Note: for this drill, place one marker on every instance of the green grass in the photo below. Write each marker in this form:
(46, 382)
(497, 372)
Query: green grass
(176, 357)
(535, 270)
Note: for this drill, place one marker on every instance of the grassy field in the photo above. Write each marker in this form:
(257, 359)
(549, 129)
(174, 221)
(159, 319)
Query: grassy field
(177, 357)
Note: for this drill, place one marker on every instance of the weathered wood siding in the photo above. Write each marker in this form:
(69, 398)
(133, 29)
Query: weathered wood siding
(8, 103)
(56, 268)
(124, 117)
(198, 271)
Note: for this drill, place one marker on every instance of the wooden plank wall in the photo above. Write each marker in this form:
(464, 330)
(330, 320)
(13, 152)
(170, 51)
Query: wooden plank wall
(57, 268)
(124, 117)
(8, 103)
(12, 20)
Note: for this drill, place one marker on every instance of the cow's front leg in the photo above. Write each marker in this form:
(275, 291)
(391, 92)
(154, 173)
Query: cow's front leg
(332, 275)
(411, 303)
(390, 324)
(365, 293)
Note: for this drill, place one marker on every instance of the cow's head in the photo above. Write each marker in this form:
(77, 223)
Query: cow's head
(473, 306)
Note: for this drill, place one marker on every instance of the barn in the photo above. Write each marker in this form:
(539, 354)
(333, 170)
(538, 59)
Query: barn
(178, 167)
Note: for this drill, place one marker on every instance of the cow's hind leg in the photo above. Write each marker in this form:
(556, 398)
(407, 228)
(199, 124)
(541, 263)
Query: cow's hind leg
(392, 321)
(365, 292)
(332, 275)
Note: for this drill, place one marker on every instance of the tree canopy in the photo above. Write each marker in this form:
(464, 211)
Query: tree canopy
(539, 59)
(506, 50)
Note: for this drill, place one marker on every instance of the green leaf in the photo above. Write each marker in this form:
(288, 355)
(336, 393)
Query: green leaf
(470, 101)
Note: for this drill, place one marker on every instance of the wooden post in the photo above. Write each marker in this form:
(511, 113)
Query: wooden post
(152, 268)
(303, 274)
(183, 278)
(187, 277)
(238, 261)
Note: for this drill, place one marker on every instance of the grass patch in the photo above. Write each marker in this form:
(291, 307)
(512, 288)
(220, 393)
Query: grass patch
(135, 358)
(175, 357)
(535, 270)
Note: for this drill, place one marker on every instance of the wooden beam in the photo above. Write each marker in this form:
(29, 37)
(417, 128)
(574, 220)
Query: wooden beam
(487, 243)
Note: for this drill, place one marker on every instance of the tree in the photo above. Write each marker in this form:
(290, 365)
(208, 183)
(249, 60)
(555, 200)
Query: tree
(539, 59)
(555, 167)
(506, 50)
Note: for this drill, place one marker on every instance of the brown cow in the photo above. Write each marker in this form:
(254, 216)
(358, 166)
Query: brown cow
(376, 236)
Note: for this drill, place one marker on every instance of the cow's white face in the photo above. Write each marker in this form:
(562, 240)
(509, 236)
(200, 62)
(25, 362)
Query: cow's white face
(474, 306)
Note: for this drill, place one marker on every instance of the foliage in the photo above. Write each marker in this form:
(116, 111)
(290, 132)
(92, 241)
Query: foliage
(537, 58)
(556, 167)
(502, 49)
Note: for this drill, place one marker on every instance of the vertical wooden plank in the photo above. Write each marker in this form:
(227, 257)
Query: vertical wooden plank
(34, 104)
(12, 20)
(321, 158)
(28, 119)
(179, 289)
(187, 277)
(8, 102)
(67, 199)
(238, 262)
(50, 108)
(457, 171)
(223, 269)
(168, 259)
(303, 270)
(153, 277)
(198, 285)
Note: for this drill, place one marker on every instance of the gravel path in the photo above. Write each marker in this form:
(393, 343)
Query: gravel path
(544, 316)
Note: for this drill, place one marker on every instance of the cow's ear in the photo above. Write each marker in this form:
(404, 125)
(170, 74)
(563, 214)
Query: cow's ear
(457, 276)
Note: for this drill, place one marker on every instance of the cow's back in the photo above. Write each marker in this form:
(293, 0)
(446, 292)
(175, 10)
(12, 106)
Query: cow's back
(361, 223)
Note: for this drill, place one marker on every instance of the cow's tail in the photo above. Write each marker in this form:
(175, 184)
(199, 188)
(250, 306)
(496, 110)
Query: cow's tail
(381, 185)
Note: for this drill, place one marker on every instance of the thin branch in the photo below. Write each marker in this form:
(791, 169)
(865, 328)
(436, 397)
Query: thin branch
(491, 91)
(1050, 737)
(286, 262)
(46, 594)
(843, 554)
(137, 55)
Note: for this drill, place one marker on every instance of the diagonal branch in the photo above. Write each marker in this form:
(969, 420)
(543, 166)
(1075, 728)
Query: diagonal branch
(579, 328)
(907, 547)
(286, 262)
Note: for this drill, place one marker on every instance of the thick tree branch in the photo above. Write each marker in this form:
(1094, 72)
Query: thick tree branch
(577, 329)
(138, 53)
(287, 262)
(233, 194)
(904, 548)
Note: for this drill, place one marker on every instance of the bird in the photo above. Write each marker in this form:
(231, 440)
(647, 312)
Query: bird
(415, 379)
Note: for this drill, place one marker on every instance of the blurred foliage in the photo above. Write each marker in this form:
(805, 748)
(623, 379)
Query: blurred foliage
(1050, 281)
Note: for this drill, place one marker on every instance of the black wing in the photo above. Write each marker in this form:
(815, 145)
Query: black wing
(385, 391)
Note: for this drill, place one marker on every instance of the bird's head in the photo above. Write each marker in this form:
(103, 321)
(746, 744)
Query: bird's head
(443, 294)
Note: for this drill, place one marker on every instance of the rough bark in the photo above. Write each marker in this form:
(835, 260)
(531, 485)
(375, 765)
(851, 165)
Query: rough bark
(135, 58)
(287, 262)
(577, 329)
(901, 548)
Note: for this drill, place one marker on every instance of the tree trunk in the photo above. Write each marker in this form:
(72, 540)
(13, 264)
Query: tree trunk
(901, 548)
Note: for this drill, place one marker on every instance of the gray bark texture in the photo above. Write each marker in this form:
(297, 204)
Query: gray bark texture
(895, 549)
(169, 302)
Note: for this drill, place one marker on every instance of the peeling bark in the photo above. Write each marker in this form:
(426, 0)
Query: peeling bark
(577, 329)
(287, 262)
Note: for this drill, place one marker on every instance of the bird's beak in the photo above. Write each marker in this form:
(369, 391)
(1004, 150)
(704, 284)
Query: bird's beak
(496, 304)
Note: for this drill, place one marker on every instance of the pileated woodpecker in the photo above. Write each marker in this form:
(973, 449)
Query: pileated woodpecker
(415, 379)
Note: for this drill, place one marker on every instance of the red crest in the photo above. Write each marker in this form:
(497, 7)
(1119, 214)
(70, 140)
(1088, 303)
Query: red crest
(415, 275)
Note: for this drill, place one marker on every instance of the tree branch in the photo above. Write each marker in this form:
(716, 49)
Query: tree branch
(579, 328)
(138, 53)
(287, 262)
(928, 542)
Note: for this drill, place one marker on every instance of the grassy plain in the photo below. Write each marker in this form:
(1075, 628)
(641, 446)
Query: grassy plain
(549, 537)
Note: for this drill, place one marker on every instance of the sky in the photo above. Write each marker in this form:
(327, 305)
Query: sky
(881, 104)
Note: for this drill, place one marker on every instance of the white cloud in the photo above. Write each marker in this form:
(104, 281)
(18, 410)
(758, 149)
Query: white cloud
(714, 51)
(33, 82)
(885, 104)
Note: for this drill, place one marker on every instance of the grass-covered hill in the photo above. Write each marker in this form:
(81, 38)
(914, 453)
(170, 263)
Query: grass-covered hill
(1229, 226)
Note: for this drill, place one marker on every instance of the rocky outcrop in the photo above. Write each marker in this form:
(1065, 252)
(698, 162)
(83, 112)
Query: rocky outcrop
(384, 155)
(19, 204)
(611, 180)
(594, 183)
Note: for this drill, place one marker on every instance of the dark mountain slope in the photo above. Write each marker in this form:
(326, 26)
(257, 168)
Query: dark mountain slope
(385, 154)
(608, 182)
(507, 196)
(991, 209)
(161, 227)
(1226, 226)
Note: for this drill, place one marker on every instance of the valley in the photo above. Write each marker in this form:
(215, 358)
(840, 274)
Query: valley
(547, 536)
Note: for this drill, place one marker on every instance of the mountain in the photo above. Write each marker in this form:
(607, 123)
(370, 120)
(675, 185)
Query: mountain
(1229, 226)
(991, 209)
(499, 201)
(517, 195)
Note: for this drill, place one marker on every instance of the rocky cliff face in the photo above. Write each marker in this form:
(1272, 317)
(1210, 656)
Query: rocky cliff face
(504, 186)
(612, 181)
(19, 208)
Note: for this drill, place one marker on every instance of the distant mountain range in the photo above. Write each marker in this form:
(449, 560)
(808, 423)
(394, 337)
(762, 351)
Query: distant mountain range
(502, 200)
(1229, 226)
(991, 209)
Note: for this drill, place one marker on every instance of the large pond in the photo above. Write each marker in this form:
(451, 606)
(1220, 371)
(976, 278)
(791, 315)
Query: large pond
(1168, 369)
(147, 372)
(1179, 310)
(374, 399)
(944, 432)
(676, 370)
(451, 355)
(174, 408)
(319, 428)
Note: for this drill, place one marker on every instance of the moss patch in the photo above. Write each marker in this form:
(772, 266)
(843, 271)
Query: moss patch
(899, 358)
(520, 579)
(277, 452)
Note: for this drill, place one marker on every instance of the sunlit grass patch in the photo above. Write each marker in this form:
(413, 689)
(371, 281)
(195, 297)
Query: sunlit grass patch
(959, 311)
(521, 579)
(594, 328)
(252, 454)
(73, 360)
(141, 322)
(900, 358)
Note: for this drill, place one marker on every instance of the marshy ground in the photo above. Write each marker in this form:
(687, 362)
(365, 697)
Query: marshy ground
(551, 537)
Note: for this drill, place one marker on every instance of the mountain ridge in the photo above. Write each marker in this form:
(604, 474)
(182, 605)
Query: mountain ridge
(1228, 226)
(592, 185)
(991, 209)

══════

Exercise requirements
Copy the material from the line with "of the sunlit" through the end of the material, swapping "marshy ground" for "wet meadow" everywhere and keeping everything else the same.

Exercise answer
Note: for this drill, place one marker on every instance of the sunlit grass patch in the photo above. Write each marker in this form:
(413, 689)
(371, 281)
(195, 297)
Query: sunlit grass patch
(959, 311)
(521, 579)
(594, 328)
(252, 454)
(73, 360)
(141, 322)
(900, 358)
Note: for this drill, place one marker on every instance of the wet meadow in the photo above. Write each marker in this form:
(687, 362)
(365, 697)
Query: wet meadow
(551, 537)
Note: for this drill, place one marker on every instance of the mountain ridge in the photo above. Write each marker in this form:
(604, 474)
(182, 605)
Query: mountain ridge
(1228, 226)
(592, 185)
(991, 209)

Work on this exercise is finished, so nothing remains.